=== Текст для чтения ===
···
О том, как происходило изгнание из ВГИКа Юрия Озерова, рассказывает его коллега по преподавательской работе Александр Майоров:
«Ветру перестройки двери распахнули настежь, а этот вольный ветер обратился в злобного кружаку, учинил бесчинство… В Бондарчука, Озерова, Ростоцкого, Кулиджанова, Наумова – режиссеров старшего поколения, которых мы изучали во ВГИКе и считали великими мастерами советского кино, полетели грязные мерзкие камни…
Ну, раз все позволено старшим, молодежь закипела еще пуще. Приняли мы в мастерскую сына однокурсника Юрия Николаевича… За вступительное сочинение этому сыночку поставили «два». А нам парнишка понравился, упросили экзаменационную комиссию натянуть «троечку» (для абитуриента, направленного союзной республикой, отметка «три» была проходной) и тем самым запустили к себе паршивую овцу. Он собрал группку, и наши первокурсники, проучившись без году неделю, отважно двинули в деканат, где заявили: «Нам не нравится учиться у Озерова». Ко мне тоже подкатывались: может, разделим мастерскую? Я отрезал: «Без меня!»… В итоге курс раскололи, создали параллельную мастерскую режиссеров игрового кино, которую взялся вести Ираклий Квирикадзе…
Мастер довел до диплома оставшуюся, большую часть своего курса. Все наши парни и девушки защитились на «отлично». Затем в ректорате объявили, что о наборе новой режиссерской мастерской профессор Озеров может не беспокоиться. Человек отдал свое творчество, точнее, жизнь на благо народа, а от него отказались…»
Между тем перетянуть ВГИК на свою сторону реформаторам из СК так и не удалось. Несмотря на отдельные победы (вроде удаления из института Юрия Озерова и возвращения туда Ливии Звонниковой, восстановленной ректоратом по требованию студентов), главного реформаторы не достигли – не смогли пропихнуть в руководство института Сергея Соловьева. Хотя борьба эта была затяжной и бескомпромиссной.
После того как педагогический коллектив в срочном порядке организовал совместное заседание ученого совета, парт– и профбюро и открытым голосованием избрал на должность ректора (по рекомендации Госкино) Александра Новикова, лидеры вгиковских бунтовщиков во главе с Олегом Сафаралиевым (вожак вгиковского комсомола) и Петром Луциком (будущий известный сценарист) в кратчайший срок собирают более 200 подписей студентов под протестным письмом и передают его Элему Климову. И тот весьма умело им пользуется: добивается от главы Госкино Александра Камшалова отмены собственного приказа о назначении Новикова.
···
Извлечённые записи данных
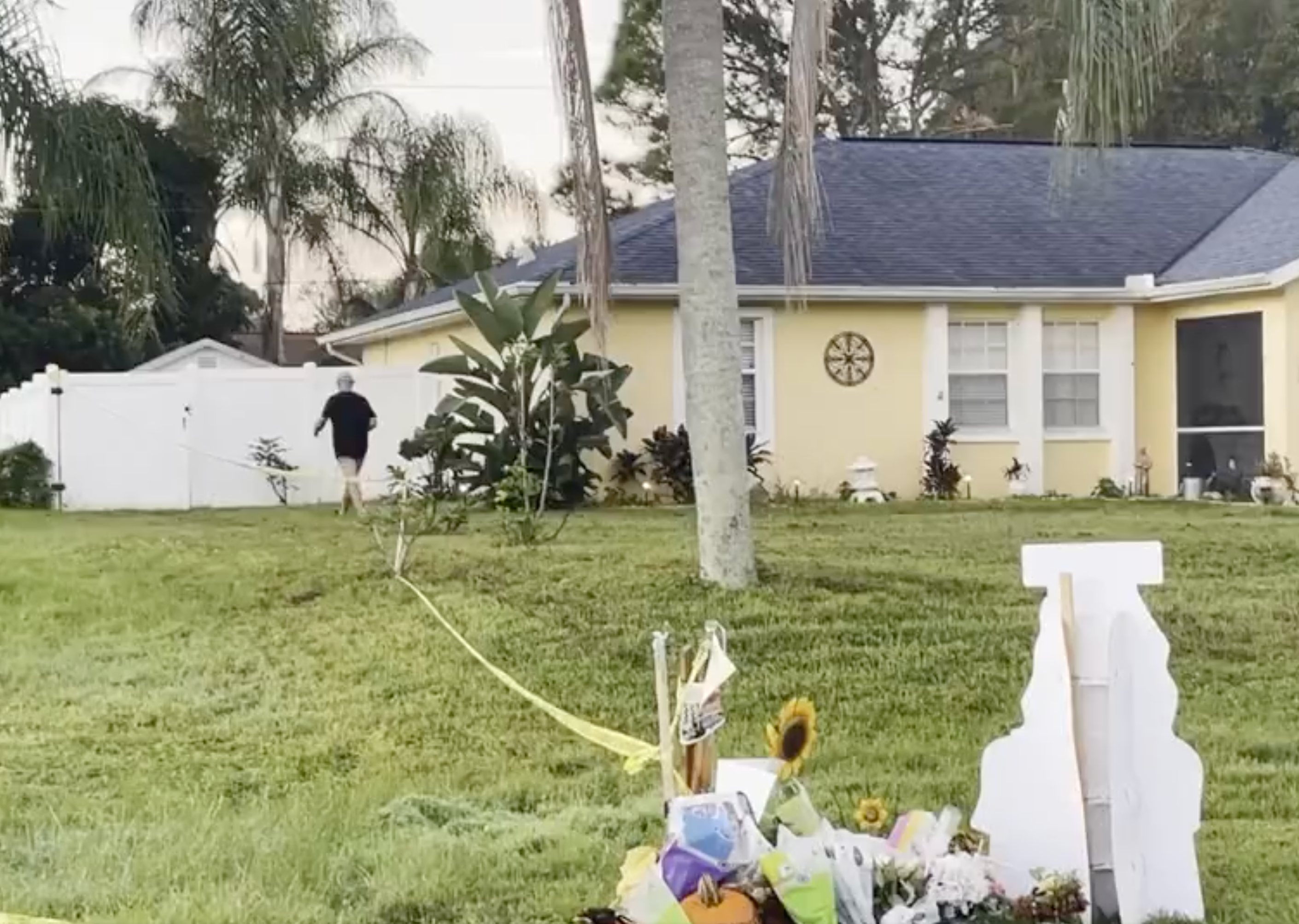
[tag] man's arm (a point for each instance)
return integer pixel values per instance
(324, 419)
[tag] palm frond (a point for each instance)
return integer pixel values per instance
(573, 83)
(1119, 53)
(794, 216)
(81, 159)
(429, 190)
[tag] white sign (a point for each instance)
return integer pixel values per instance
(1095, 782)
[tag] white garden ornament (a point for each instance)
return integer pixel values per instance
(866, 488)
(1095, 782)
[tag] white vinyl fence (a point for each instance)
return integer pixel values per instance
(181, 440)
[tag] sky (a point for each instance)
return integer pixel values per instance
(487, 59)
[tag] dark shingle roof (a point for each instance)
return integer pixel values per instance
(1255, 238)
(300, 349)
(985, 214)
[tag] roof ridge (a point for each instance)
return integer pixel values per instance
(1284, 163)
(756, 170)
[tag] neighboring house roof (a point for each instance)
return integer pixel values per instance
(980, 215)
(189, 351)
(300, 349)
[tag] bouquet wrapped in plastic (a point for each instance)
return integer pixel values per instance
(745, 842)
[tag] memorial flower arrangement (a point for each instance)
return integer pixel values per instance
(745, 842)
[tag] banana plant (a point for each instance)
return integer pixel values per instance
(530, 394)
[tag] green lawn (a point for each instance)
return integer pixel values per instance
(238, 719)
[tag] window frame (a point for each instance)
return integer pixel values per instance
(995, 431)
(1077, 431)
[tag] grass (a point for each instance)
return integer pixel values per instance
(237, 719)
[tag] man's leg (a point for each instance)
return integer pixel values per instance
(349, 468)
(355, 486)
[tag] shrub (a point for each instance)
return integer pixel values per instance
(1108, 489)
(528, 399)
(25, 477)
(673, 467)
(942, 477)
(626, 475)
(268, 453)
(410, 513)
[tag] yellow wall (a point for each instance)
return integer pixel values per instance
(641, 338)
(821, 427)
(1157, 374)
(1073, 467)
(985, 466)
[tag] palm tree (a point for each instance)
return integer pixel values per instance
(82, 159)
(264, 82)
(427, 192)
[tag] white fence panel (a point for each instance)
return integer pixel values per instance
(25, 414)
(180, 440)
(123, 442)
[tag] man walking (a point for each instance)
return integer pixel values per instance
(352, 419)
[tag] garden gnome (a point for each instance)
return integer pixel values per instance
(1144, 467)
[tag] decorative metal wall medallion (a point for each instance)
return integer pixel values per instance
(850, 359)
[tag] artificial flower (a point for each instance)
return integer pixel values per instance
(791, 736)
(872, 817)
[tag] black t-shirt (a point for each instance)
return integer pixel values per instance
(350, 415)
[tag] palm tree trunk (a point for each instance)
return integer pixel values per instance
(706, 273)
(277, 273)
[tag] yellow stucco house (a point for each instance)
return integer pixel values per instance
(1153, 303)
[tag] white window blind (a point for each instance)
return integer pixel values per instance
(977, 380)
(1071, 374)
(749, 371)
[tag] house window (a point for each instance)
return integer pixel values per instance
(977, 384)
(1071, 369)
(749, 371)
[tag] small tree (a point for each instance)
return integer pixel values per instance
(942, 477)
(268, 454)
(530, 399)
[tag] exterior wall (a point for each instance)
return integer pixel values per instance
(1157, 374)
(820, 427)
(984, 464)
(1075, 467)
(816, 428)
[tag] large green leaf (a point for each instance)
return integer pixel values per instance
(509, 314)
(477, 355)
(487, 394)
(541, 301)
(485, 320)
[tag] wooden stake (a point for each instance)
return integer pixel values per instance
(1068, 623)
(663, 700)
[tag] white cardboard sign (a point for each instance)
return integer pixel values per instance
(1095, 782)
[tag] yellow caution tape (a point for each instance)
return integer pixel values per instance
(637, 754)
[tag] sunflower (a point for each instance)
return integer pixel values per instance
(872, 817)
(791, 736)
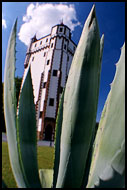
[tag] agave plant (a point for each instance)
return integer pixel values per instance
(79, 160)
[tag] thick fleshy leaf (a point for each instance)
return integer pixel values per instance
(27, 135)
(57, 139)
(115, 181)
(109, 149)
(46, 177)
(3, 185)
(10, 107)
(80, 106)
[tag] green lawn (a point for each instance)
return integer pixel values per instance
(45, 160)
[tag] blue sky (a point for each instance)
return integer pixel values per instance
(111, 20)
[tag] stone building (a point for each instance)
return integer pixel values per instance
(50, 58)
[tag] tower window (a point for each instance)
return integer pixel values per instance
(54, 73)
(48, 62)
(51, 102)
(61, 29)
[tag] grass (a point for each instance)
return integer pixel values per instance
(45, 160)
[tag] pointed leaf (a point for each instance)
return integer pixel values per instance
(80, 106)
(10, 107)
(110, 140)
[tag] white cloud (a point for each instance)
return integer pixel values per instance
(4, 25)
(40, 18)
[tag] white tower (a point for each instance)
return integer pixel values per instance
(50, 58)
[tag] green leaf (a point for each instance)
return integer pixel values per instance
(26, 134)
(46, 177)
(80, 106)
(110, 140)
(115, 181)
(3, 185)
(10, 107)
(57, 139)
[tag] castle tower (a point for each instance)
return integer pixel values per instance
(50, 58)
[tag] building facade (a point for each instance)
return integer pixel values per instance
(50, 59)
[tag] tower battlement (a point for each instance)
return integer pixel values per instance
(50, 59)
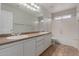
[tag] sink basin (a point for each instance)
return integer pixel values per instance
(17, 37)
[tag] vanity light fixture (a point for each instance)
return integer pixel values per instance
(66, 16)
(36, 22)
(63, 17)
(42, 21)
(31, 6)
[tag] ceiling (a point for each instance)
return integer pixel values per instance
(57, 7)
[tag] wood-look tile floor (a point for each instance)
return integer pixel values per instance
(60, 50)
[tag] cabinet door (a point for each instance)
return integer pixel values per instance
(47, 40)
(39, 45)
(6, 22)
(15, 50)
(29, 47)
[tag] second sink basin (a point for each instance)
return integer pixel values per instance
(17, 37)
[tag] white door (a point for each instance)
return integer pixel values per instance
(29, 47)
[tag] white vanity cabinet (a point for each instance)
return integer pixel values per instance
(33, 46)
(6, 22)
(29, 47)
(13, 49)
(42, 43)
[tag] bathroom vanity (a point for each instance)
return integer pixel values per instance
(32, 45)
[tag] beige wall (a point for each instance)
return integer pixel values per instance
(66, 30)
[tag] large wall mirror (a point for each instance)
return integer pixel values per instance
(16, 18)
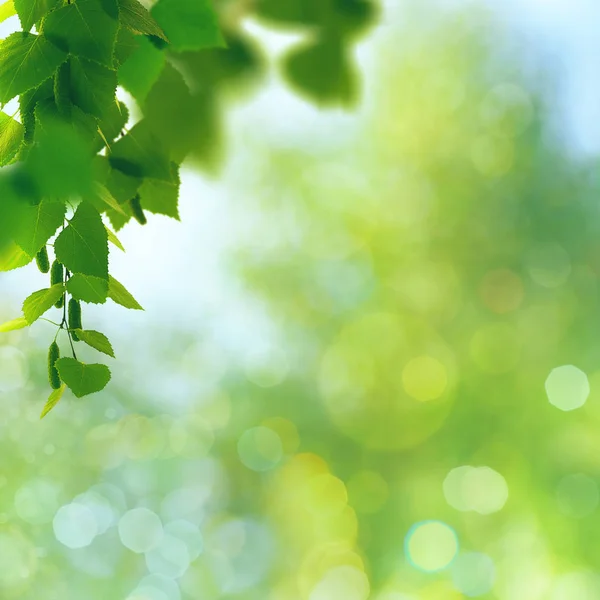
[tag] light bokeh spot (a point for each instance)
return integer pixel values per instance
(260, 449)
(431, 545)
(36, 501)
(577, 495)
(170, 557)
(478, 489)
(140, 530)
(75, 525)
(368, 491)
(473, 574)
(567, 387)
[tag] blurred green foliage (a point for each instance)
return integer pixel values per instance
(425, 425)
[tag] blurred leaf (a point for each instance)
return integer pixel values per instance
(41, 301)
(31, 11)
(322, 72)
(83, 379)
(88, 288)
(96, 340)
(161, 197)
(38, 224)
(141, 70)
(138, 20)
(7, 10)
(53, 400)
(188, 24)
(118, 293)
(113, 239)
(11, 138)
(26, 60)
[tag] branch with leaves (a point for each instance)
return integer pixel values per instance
···
=== Условие задания ===
Замени в тексте о ВГИКе «открытым голосованием» на «тайным голосованием» и приведи полностью участок от «После того как» до «о назначении Новикова.».

=== Ответ ===
После того как педагогический коллектив в срочном порядке организовал совместное заседание ученого совета, парт– и профбюро и тайным голосованием избрал на должность ректора (по рекомендации Госкино) Александра Новикова, лидеры вгиковских бунтовщиков во главе с Олегом Сафаралиевым (вожак вгиковского комсомола) и Петром Луциком (будущий известный сценарист) в кратчайший срок собирают более 200 подписей студентов под протестным письмом и передают его Элему Климову. И тот весьма умело им пользуется: добивается от главы Госкино Александра Камшалова отмены собственного приказа о назначении Новикова.